====== Records shown ======

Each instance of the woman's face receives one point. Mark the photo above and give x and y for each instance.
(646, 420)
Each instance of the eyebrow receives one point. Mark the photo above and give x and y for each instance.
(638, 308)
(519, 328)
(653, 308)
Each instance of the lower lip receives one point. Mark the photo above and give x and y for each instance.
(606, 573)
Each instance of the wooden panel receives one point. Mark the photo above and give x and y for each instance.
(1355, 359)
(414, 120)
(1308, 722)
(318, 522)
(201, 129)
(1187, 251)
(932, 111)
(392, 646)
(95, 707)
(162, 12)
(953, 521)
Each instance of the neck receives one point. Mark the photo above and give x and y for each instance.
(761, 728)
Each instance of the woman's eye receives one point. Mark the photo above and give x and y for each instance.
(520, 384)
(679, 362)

======

▶ [What you should do]: Lines from the one containing "Each instance of the eyebrow" through the final line of the material should be set down exactly, and no other lines.

▶ [Reply to the task]:
Each instance of the eyebrow receives one point. Mark the photo above and give x and y for each instance.
(638, 308)
(519, 328)
(653, 308)
Each instance of the lower lip receives one point. Mark the photo above and give x and y for each instance.
(606, 573)
Each instance of the wooden panel receives one point. Mark the photo above and give x and y for each instance.
(1355, 359)
(414, 120)
(1308, 722)
(318, 522)
(201, 129)
(1187, 251)
(932, 111)
(392, 646)
(95, 707)
(162, 12)
(953, 521)
Each instance of the neck receives one point. Mark the photo above and give x and y for each instance.
(761, 728)
Each instance of the woman's eye receives one point. Mark the photo above and give x and y for each instance.
(520, 384)
(679, 362)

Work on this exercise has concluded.